→ **PROBLEM SET**
1. In the excerpt on premolar radiograph angulation, which software was used for the power analysis to set the sample size?
2. Continue the excerpt on premolar radiograph angulation from the point where it stops.

→ **EXCERPTED TEXT**
Experimental arrangement. (A) The radiograph is taken with tooth placed on the central carrier stand with angle measurement ruler; this enables precise variations in cone angulation. (B) Image of a 15^o mesial shift angulation set up, where the PLK Jig (petty patent No. 1703001943) is coupled with the Endoray (right).

2.4. Statistical analysis

The intra-observer reliability was calculated using the paired-t test followed by an intraclass correlation coefficient (ICC). Power analysis was performed to determine the optimal sample size using G∗Power software v.3.0.10 [21]. The data was collected and analysed using IBM SPSS Statistic for Windows, Version 22 (IBM Corp., SPSS Statistics for Windows, Armonk, NY, USA). Descriptive statistics were analysed for each variables. One-way ANOVA with post-hoc Tukey HSD Test was conducted to compare the significant effect of varying the horizontal shift angulation to the separation distances (P < 0.05). The percentage of separation from each angulation were calculated based on the distance which could also be separated in the radiograph when using master apical file (MAF) 30/05. Then, this value was calculated based on the principle of centred preparations which could cause by rotary cutting Ni–Ti instruments [22]. The cut-off point separation distances at 0.15 from apx and 0.3 from 5apx were retrieved from Master apical file (MAF) size 30/.05.

3. Results

There were strong correlations of intra-observer variability in evaluating the 0, 15, 20, 25, 30, 35 and 40^o mesial and distal shifted angulations (p > 0.05; ICC = 0.998; 95% CI, 0.995–0.999).

3.1. At the apex (apx)

The premolar radiographs demonstrated that the Ms angulations generated a higher separation distance (SepDist) in mm at apx compared with the Ds angulations (mean 2.21; SD, +1.70 and mean 1.25; SD, +1.10, respectively). The mean SepDist between two-root and fused-root premolars were significantly different (p < 0.05). However, varying the angulation did not significantly affect canal separation at apx of one-root teeth (F (12, 78) = 1.70, p = 0.083). Post hoc comparison using the Tukey HSD test indicated that the mean SepDist on the 0^o two-root premolar radiographs (0.75 ± 0.56) was significantly lower compared with the 25/30/35/40Ms and 35/40Ds radiographs. Moreover, the mean SepDist on the 0^o angled fused-root teeth radiographs (0.44 ± 0.63) was significantly lower compared with the 25/30/35/40Ms and 30/35/40Ds radiographs.

→ **GIVEN INFORMATION**

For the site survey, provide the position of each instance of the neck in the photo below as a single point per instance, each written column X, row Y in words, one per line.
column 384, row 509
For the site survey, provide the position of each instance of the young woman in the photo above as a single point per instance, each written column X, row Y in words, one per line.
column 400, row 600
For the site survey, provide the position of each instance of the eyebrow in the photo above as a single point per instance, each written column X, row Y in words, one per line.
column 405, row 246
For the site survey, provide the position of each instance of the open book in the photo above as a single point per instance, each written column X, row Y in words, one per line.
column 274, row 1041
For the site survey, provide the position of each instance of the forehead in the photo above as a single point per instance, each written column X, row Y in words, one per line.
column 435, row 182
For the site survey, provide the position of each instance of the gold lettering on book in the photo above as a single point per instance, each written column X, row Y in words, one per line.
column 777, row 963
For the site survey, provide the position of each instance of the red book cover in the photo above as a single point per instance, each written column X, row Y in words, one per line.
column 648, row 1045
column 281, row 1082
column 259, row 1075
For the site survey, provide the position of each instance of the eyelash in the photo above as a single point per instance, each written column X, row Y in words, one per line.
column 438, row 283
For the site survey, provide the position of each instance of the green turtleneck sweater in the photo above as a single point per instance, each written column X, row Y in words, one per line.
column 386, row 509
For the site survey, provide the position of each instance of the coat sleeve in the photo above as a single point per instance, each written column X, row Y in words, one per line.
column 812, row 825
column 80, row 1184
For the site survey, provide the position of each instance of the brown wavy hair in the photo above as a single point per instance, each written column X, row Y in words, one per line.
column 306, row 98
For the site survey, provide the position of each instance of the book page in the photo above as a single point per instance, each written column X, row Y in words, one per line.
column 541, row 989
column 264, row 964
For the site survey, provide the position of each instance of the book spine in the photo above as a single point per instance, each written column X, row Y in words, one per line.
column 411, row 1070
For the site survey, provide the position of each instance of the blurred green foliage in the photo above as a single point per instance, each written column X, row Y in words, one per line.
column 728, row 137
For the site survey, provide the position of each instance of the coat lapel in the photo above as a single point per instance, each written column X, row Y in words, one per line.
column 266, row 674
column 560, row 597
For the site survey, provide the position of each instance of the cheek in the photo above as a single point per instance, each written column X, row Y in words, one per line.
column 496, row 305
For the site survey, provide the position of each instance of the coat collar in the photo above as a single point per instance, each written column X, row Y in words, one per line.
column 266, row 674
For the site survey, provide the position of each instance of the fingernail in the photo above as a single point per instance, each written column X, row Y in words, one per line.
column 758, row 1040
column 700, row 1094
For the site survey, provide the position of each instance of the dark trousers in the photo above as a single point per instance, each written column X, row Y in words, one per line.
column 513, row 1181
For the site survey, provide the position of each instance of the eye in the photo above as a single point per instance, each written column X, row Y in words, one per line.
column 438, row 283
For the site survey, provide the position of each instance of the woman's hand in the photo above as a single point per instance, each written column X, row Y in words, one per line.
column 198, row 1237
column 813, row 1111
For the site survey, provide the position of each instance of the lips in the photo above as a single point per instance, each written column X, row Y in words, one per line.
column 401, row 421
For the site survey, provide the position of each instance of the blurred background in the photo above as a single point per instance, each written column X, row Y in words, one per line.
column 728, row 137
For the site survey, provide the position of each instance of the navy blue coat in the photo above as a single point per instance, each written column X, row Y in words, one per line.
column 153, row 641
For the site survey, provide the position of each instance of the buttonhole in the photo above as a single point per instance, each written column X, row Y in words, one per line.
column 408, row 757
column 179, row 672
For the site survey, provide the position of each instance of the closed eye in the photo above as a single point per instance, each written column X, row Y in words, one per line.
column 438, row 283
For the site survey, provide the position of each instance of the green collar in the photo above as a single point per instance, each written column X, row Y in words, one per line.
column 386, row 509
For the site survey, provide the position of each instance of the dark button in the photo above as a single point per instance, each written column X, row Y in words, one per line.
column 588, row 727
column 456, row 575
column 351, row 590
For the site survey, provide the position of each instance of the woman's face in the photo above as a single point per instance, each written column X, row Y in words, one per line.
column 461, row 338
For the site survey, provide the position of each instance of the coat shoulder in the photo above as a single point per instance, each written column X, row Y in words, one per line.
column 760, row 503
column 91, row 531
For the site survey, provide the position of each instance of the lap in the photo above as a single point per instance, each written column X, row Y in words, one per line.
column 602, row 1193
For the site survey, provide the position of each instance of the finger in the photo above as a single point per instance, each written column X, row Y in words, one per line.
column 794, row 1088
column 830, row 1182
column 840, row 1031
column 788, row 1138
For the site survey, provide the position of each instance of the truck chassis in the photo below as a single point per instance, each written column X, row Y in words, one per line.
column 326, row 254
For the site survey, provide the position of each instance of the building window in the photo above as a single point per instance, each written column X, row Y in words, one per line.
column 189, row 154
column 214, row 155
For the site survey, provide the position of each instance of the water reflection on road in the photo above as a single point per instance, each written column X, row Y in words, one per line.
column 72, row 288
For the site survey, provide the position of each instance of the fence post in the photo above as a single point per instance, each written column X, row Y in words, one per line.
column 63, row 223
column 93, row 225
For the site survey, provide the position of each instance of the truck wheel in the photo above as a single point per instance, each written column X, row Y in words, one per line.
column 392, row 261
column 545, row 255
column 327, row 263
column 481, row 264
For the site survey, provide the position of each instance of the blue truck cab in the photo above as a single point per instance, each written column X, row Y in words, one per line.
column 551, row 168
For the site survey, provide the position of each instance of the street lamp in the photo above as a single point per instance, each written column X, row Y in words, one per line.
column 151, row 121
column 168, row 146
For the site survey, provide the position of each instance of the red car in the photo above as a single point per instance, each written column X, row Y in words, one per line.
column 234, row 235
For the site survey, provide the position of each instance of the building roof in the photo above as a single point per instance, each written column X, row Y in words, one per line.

→ **EXERCISE ANSWERS**
1. G∗Power software v.3.0.10.

2.
Between the three premolar types, the percentage of radiographs with canal separation at 0^o increased from one-root (14%), fused-root (50%), and two-root premolars (80%) (Figure 2A, B, C). In one-root teeth, 100% of the 35Ms (1.53 ± 0.78) and 40Ms (1.01 ± 0.59) radiographs demonstrated canal separation. Canal separation was found in 86% of the 15Ms (1.06 ± 1.09), 20Ms (1.06 ± 0.86), 25Ms (0.99 ± 0.79), 25Ds (0.69 ± 0.71), and 30Ms (1.29 ± 0.94) radiographs. We observed canal separation on 100% of the 20/25Ds and 30–40 Ms/Ds radiographs of fused-root teeth. Ninety percent of the 15Ms (1.27 ± 0.65), 15Ds (1.07 ± 0.61), 20Ms (1.69 ± 0.88), and 25Ms (1.93 ± 1.01) radiographs demonstrated canal separation (Figure 2C). However, 100% of the 15–40Ms/Ds two-rooted premolar radiographs showed separate canals, except for the 15Ds radiographs (Figure 2C). However, when comparing the SeptDist using angulation less than 30Ms angulation, the 25Ms was strongly recommended.

Combination graphs with co x-axis representing the mean ± SD separate distance from the mesial direction (red dot) and the distal direction (blue dot) in comparison with the separation rate achieved from different horizontal angulation at the apx/5apx of one-root (A/D),fused-root (B/E) and two-root (C/F) upper premolars.

3.2. 5 mm from the apex (5apx)

At 5apx, the mean SepDist generated by the Ms angulations were also higher compared with the DS angulations (2.08 ± 1.19 and 1.70 ± 1.10, respectively). There was a significant effect from the horizontal shifted angulations on the canal SepDist in the different root premolars 5apx (F (12,338) = 20.356, p = 0.000). At 0^o, canal separation was achieved in 20%, 10%, and 40% of the one-root, fused-root, and two-root premolar radiographs, respectively (Figure 2D, E, F).

For one-root teeth, the mean SepDist on the 0^o angled radiographs (0.14 ± 0.24) was significantly lower compared with the 35/40Ms radiographs (p < 0.05). No angulation generated 100% of radiographs with canal separation. However, separation was present on 80% of the 35Ds (0.61 ± 0.20) and 40Ms (1.36 ± 0.88) radiographs (Figure 2D). Although 70% of the 30/35Ms, and 40Ds radiographs showed separated canals, image distortion and overlapping with the adjacent teeth were observed. The highest percentage of radiographs (60%) (0.76 ± 0.57) demonstrating separation with the best quality image was achieved by 25Ms angulation.

On the fused-root tooth radiographs, the mean SepDist on the 0^o angled radiographs (0.18 ± 0.23) was significantly lower compared with the 20Ms, and 25–40Ms/Ds radiographs (p < 0.05), 100% of which demonstrated superimposed canal separation. We found that 90% of the15Ms/Ds and 20Ds radiographs presented separated canals (Figure 2E).

For two-root teeth, the mean SepDist on the 0^o angled radiographs (0.35 ± 0.32) was significantly lower compared with the 20–40Ms/Ds radiographs. One-hundred percent of the 20–40Ms/Ds radiographs showed separated canals. We observed that 80% and 90% of the 15Ms and 15Ds radiographs, respectively, had separated canals (Figure 2F).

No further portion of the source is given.